● HAL YANG DIMINTA:
1) Menurut petikan teks, penerbit mana yang menerbitkan kumpulan cerpen Kisah Surat dari Legian?
2) Kutiplah dari petikan teks rentang mulai "Kehidupan yang berpindah-pindah" hingga "cerpen dan esai-esainya.".

● PETIKAN TEKS:
<<<<
Kehidupan yang berpindah-pindah dari lingkungan budaya satu dengan budaya yang lain menciptakan karya SS tidak saja dipengaruhi budaya Timur, tetapi juga budaya dan kehidupan Barat. Kebudayaan ini kemudian diserap dan dihadirkan melalui karya-karyanya, baik puisi maupun cerpen. Simbolisme Timur dan Barat yang diciptan SS dapat dilihat dari karya-karyanya berupa sajak, seperti “Sajak Gadis Bali”, “Matinya Juara Judi”, “Surat Kertas Hijau”, “Wajah Tak Bernama”, “Kebun Binatang”, “Si Anak Hilang”, “The Rites of the Bali Aga”, “Malam Lebaran”. Semua itu mengidentifikasikan SS lebih dikenal sebagai seoarang penyair ketimbang seorang cerpenis atau esais. Hal ini memang cukup beralasan karena SS lebih banyak menerbitkan kumpulan sajak dibandingkan dengan kumpulan cerpen dan esai-esainya.
Karya SS yang berbentuk cerpen memang tidak produktif. Dari tahun 1956 hingga sekarang, SS hanya menerbitkan 4 kumpulan cerpen, yaitu Pertempuran dan Salju di Paris (Jakarta: Dian Rakyat, 1956, 99 halaman; berisi enam cerpen), Pangeran (Bandung: Kiwari, 1963, 78 halaman: berisi delapan cerpen), Danau Toba (Jakarta: Sinar Harapan, 1981, 56 halaman: berisi empat cerpen) dan kumpulan cerpennya yang terakhir berjudul Kisah Surat dari Legian (Jakarta: Komunitas Bambu, 2003, 86 halaman; berisi lima cerpen). Secara keseluruhan cerpen ini berjumlah duapuluhtiga cerpen.
Kumpulan cerpennya yang cukup menonjol Pertempuran dan Salju di Paris. Keduanya telah memenangkan Hadiah Sastra Nasional Badan Musyawarah Kebudayaan Nasional (BKMN) tahun 1955/1956 untuk kategori kumpulan cerpen. Disebabkan kesulitan dalam mendapatkan kumpulan-kumpulan cerpen SS, maka dari hasil rundingan antara editor dan SS dibuatlah kumpulan cerpen yang berjudul Salju di Paris (1994).
>>>>
● INFORMASI YANG DITAMPILKAN:
<<<<
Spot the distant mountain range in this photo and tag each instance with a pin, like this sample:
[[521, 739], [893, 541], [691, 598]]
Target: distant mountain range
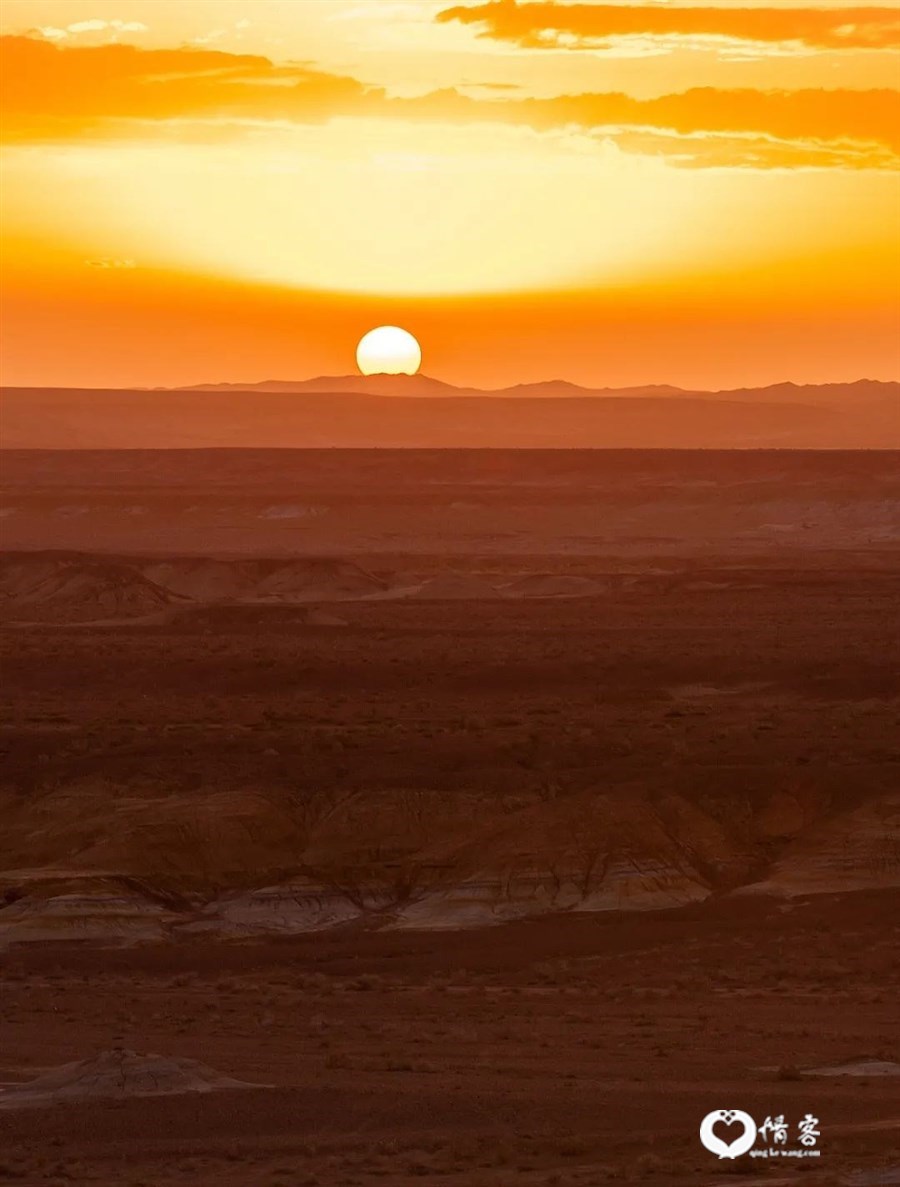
[[424, 386], [419, 412]]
>>>>
● JAWABAN PER TUGAS:
1) Komunitas Bambu.

2)
Kehidupan yang berpindah-pindah dari lingkungan budaya satu dengan budaya yang lain menciptakan karya SS tidak saja dipengaruhi budaya Timur, tetapi juga budaya dan kehidupan Barat. Kebudayaan ini kemudian diserap dan dihadirkan melalui karya-karyanya, baik puisi maupun cerpen. Simbolisme Timur dan Barat yang diciptan SS dapat dilihat dari karya-karyanya berupa sajak, seperti “Sajak Gadis Bali”, “Matinya Juara Judi”, “Surat Kertas Hijau”, “Wajah Tak Bernama”, “Kebun Binatang”, “Si Anak Hilang”, “The Rites of the Bali Aga”, “Malam Lebaran”. Semua itu mengidentifikasikan SS lebih dikenal sebagai seoarang penyair ketimbang seorang cerpenis atau esais. Hal ini memang cukup beralasan karena SS lebih banyak menerbitkan kumpulan sajak dibandingkan dengan kumpulan cerpen dan esai-esainya.